### PROBLEM DETAILS
Arrange the listing below as a two-column CSV with the columns "request" and "answer" and one row for each request. Put the request text in one quoted field and its answer in another, turning line breaks into spaces.

Position identification listing
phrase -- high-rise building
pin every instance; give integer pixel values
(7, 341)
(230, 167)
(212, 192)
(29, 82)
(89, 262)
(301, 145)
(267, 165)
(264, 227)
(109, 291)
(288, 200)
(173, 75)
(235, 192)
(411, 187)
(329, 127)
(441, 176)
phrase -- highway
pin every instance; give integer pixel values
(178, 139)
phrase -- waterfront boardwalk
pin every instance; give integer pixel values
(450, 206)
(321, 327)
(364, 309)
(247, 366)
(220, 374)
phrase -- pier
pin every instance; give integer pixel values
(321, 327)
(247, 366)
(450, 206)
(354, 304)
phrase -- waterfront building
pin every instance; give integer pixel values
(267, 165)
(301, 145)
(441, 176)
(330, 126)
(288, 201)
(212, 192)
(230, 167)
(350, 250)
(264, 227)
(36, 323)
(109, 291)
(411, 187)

### WORKED SOLUTION
request,answer
"phrase -- high-rise building pin every instance; give integer pixel values","(7, 341) (230, 167) (212, 192) (29, 82) (89, 262) (301, 145) (267, 165) (264, 227) (109, 291) (288, 200) (173, 75) (235, 192) (411, 187) (329, 127) (441, 176)"
"phrase -- highway pin every instance; give integer pixel values","(178, 139)"
"phrase -- waterfront boardwalk pin every instance; give integer pixel values","(450, 206) (321, 327) (364, 309) (247, 366) (220, 374)"
"phrase -- pier pin every instance; give integer pixel values","(321, 327) (247, 366) (450, 206) (354, 304)"
"phrase -- waterfront building pin every instance; give integer pixel values","(267, 165) (301, 145) (441, 176) (330, 126) (288, 201) (212, 192) (230, 167) (350, 250) (264, 227) (36, 323) (109, 291) (411, 187)"